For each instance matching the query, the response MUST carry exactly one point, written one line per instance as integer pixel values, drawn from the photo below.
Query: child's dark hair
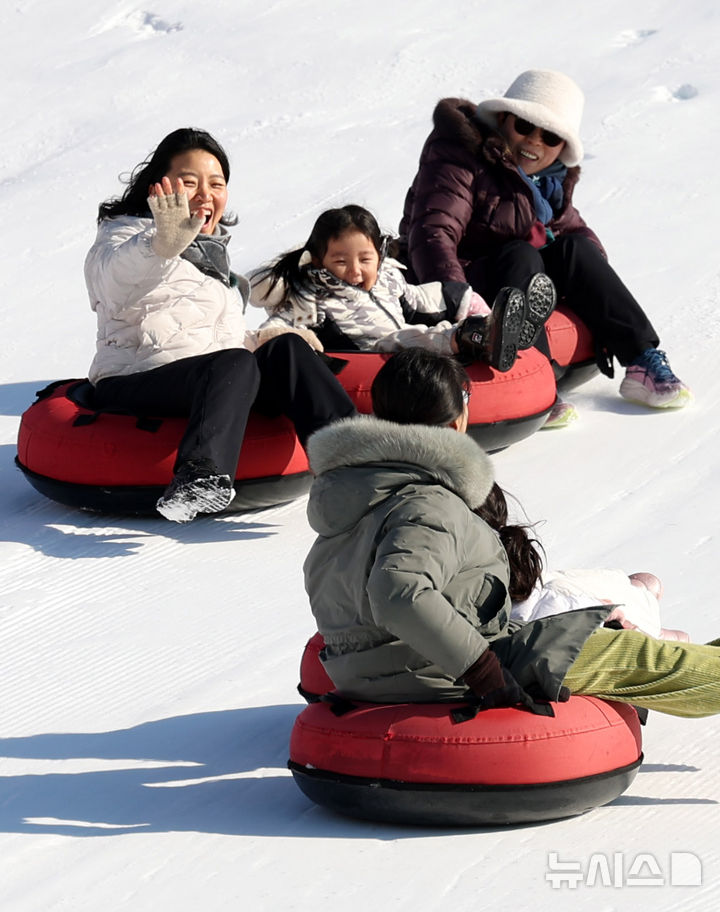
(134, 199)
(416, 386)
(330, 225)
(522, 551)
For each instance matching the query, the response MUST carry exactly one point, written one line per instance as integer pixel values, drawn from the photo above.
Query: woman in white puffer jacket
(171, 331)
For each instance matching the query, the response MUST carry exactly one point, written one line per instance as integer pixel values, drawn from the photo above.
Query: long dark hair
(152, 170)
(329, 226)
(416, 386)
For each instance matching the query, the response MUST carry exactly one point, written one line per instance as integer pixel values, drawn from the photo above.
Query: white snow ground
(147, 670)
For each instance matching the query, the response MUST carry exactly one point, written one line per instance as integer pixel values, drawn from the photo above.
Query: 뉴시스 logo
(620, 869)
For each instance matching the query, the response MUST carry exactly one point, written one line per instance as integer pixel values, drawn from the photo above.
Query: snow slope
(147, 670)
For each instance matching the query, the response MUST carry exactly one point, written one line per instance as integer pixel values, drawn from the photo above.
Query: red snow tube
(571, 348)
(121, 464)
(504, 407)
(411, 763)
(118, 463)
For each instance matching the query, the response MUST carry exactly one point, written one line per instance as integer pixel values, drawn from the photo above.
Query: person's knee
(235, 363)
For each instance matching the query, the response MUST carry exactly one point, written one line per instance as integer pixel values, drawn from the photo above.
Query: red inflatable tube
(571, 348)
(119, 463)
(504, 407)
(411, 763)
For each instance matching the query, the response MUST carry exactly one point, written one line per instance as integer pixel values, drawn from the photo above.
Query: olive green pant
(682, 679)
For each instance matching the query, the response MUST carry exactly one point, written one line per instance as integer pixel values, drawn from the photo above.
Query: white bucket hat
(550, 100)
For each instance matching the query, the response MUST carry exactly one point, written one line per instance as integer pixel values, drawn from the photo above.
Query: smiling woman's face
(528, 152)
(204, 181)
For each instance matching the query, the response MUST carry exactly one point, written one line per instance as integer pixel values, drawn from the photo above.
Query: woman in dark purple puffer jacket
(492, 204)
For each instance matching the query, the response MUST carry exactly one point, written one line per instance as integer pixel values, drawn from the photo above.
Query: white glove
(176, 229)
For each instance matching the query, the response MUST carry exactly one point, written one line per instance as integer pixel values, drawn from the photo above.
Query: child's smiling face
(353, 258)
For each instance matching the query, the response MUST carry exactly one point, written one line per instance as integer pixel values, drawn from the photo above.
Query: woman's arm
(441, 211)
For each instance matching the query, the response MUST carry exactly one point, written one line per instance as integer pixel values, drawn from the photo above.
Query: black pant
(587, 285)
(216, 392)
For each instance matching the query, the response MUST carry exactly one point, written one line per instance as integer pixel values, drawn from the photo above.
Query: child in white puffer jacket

---+---

> _Exercise directions_
Make an exact copy of all entries above, dropping the images.

> _Output for this task_
For each instance matching the query, the response MUST carry exactly one point, written one line per instance as integer pixel values, drawn from the photo below.
Query: child's dark hair
(134, 199)
(416, 386)
(330, 225)
(522, 551)
For each instance matching the query, the response MUST carry exactly one point, written one line per instance as integer pixel values, drawn from the photo above.
Query: woman in white puffer jacket
(171, 331)
For each instance matching the query, the response MUST carry exactly one point, written one line per instance as integer pixel values, drawn from the photo above.
Query: long dark hair
(152, 170)
(329, 226)
(416, 386)
For each instance matching the query, the response MUST carry exactly one point, written one line per instance as integer pixel values, drawn from the photo above.
Query: white snow ground
(147, 670)
For each instance matching the query, the response MUST carry exactly one point, written one line per instance as integer pixel values, drawn from the photo above.
Query: 뉴시스 logo
(620, 869)
For each instance matching the query, the response MUST carry exactly one point, written one line per instance as integer pixel values, drawn from the photo above.
Query: snow slope
(147, 670)
For each instance matching the query, the response MUST carry exactly one point, written one line per instance as integer pixel values, drawn from the photo above.
Query: red snow tube
(571, 348)
(121, 464)
(504, 407)
(411, 763)
(118, 463)
For each instance matching the query, the response MUST carry exactly one point, written one line per instance as integer pixel values, drawn from the photo above.
Query: person's knee
(235, 363)
For each instance matching the query, the response MUST carry exactly one point, written one line per instance as integer pixel values, drawn from the photo above.
Query: red inflatable tube
(571, 348)
(119, 463)
(504, 407)
(411, 763)
For each instance matching the query, the response MUST carry exactly one point, written one line per instance as integer pixel values, drawn from the photo above.
Query: olive green pant
(682, 679)
For each instance matching the query, the response MUST carry exactly one point, written one line per instance as integer pixel values, drawn from the photo above.
Query: white bucket hat
(550, 100)
For each instance matching the query, the response MUST carry exactly one point, written one line per instance as integer pixel values, drawn from the photo above.
Query: smiling woman's face
(528, 152)
(204, 181)
For each instance matching the query, the response MUST carry exactly one point, written one line per instance as integer pixel values, drawn from the photo above.
Query: woman in dark purple puffer jacket
(492, 204)
For each instance matching the query, the response MUST carry exactly one point, written one line per instance as integer pixel values, drawn from the photo above.
Query: white glove
(176, 229)
For each instance matching the query, the response MUST carry exactly one point, written one line per instance as integer pixel values, drawn from the photo above.
Query: child's smiling face
(353, 258)
For each instance matching the query, the response MUST carry exactly one point, written one line per instance as integer pixel values, drawn from the photo above.
Query: woman's arm
(441, 211)
For each instance matching the query, the response MUST carry exactly one point, written one line per instance as integer pixel values, drawn from the photo above.
Query: black pant
(587, 285)
(216, 392)
For each instance matching the query, the response MUST carry exactly one point, written one line per instance as integer pixel values, drawn from the photo above.
Query: child in white puffer jacket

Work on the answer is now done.